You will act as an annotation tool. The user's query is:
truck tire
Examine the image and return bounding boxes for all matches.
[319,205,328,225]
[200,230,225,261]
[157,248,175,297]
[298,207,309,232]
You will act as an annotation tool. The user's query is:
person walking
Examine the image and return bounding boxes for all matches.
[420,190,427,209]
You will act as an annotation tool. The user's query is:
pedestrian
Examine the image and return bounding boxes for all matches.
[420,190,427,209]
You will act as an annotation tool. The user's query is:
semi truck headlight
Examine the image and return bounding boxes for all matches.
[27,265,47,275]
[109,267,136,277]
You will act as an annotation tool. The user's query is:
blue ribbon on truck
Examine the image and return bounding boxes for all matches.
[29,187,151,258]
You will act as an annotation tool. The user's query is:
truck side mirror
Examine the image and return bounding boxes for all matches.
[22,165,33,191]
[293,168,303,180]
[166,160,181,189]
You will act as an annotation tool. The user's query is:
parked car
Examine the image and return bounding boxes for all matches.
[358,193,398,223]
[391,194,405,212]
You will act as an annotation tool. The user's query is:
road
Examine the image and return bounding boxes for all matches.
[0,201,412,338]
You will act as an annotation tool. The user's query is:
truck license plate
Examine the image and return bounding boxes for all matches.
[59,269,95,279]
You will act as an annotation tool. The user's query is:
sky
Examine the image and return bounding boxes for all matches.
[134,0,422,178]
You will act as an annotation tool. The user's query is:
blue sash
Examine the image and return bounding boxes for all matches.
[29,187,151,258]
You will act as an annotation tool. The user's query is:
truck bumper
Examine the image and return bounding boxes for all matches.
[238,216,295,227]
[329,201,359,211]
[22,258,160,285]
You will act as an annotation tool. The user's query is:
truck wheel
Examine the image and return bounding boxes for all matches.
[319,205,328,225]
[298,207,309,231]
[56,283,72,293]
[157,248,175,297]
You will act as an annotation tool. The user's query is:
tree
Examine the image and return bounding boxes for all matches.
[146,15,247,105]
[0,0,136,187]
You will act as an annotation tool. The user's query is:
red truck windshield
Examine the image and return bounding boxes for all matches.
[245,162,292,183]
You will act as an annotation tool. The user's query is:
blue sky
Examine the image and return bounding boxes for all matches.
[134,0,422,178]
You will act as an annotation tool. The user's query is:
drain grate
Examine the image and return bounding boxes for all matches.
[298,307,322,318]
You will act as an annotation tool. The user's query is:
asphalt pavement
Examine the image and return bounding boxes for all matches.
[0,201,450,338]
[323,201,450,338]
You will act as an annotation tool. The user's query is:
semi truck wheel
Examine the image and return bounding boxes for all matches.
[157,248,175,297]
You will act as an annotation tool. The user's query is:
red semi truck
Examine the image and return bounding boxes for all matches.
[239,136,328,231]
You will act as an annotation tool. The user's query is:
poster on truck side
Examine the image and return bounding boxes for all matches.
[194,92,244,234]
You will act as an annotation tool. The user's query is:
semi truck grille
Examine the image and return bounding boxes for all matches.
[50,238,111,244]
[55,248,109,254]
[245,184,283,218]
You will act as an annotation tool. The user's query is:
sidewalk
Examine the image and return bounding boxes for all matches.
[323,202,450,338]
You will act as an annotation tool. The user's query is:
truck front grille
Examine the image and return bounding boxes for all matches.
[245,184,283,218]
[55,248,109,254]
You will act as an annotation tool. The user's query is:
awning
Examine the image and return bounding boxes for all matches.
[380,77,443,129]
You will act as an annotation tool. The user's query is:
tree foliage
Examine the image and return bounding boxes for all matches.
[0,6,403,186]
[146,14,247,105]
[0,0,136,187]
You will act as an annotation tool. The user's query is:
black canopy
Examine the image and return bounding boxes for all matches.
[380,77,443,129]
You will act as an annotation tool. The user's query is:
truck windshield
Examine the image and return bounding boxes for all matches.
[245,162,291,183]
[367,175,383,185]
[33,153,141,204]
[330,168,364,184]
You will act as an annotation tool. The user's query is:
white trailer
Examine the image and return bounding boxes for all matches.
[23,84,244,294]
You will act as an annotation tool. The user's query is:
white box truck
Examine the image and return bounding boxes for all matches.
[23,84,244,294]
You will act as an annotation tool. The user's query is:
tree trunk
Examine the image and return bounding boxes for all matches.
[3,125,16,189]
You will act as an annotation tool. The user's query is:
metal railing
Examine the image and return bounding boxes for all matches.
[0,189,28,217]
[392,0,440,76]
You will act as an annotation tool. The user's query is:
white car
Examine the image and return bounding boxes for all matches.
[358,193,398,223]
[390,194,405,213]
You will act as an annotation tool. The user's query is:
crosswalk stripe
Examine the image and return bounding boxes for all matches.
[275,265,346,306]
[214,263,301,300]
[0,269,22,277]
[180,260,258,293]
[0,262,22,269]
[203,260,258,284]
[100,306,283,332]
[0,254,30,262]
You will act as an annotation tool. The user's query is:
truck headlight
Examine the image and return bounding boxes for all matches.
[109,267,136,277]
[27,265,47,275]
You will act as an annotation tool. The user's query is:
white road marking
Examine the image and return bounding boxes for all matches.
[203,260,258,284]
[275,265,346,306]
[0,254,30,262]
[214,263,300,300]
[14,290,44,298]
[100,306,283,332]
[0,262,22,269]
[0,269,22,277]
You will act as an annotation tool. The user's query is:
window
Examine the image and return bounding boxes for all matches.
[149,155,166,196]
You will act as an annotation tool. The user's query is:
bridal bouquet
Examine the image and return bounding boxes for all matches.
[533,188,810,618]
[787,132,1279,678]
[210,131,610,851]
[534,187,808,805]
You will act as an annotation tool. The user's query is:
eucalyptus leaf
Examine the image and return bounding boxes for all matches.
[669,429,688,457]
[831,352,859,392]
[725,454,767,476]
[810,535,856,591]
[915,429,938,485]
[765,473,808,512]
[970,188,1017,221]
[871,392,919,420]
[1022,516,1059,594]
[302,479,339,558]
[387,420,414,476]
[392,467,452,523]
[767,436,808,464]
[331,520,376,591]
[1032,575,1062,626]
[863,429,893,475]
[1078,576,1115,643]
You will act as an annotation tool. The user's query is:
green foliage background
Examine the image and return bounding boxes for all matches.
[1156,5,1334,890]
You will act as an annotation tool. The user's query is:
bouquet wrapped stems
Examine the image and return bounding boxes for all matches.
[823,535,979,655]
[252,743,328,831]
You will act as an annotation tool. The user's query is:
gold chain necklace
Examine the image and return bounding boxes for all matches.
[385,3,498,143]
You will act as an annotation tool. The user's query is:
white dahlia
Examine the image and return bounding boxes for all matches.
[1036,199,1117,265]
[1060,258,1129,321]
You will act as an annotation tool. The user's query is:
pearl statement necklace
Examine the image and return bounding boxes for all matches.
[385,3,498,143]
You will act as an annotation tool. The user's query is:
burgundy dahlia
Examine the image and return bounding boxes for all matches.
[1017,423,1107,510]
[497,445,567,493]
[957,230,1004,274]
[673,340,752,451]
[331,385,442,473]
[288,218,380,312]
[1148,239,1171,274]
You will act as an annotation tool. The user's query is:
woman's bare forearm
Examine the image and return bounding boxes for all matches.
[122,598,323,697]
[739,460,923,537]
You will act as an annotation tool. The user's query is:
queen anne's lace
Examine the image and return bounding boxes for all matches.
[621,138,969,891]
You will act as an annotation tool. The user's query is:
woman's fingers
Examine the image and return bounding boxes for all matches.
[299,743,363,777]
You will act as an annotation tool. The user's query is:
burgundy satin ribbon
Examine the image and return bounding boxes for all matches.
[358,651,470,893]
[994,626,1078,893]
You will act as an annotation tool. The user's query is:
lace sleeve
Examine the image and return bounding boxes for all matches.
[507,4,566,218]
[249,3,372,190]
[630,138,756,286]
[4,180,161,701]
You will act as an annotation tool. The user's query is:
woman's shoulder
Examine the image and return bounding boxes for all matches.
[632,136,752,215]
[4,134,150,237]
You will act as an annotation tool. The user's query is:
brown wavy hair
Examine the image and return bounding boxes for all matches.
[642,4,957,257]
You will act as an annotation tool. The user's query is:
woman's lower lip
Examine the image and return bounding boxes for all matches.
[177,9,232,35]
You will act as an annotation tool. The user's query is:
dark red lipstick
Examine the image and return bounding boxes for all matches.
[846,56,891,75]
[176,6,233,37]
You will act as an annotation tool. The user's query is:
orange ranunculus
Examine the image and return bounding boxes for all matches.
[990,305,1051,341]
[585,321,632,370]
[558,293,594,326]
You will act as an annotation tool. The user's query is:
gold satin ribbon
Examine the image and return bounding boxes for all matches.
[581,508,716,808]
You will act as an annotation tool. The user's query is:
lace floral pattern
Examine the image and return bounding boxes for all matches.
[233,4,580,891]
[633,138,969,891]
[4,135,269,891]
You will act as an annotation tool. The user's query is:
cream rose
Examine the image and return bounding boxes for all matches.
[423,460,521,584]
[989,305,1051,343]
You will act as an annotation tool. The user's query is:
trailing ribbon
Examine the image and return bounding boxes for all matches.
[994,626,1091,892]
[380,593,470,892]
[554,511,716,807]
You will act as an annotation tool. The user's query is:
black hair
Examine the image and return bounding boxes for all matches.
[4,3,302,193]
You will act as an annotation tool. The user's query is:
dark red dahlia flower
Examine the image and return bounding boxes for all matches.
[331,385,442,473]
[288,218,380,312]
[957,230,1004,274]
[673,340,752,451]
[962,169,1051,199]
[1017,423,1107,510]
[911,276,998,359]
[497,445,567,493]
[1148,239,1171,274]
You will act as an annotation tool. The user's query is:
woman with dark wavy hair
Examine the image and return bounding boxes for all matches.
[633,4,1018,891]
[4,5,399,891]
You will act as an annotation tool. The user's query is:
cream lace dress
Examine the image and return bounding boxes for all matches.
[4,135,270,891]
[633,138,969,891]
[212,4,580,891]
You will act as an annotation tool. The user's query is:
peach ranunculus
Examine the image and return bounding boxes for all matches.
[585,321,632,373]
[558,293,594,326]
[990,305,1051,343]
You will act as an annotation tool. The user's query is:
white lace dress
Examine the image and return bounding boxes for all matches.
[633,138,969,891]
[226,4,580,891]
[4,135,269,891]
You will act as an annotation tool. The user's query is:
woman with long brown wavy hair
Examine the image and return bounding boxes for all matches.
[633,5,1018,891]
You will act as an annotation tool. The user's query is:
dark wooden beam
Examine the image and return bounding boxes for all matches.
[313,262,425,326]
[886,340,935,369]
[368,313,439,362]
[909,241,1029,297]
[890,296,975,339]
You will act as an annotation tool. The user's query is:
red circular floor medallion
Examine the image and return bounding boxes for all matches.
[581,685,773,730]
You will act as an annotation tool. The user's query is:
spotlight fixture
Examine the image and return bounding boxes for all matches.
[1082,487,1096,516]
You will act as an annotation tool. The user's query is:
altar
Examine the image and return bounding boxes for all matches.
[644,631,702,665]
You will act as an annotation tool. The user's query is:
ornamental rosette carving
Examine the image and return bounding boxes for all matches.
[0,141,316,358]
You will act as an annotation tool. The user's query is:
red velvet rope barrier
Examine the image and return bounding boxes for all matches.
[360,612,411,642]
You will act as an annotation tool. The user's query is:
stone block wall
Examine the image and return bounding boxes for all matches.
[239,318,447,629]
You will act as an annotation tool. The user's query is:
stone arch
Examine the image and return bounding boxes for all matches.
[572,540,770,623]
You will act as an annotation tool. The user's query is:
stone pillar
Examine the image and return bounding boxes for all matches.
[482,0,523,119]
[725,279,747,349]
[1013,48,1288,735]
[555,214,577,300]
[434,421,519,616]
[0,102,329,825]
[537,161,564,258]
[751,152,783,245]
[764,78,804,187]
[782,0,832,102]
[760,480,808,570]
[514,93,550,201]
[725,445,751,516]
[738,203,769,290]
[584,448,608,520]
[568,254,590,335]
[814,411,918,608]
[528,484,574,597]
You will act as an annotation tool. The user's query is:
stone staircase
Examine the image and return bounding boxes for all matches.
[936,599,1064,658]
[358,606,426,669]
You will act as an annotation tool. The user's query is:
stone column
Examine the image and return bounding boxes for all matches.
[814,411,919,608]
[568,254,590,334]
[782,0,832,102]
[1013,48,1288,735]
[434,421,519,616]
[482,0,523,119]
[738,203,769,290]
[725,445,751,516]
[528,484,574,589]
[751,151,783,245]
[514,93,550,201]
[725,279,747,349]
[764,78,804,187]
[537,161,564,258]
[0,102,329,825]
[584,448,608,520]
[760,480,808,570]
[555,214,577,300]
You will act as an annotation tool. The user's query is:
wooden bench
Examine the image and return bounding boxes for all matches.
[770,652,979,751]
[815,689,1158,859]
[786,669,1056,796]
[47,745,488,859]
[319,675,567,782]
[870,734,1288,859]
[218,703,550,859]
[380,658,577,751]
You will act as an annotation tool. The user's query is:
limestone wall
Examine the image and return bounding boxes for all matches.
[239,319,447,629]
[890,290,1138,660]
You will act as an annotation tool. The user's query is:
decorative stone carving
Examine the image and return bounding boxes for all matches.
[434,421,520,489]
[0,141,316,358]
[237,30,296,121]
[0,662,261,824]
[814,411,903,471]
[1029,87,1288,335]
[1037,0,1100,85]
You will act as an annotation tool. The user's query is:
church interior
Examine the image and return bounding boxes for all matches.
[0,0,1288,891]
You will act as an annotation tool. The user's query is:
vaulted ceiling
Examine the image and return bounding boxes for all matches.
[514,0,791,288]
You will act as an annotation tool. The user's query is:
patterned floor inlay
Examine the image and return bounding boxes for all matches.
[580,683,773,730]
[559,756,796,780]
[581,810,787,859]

■ **SHORT EXERCISE**
Please pick out every line in the rows above that contains the string "woman" and copy each one. Case counts, so match only that exact capitalization.

■ **SOLUTION TO THE EXERCISE**
woman's bare forearm
woman's fingers
woman's shoulder
woman's lower lip
woman with dark wavy hair
woman with long brown wavy hair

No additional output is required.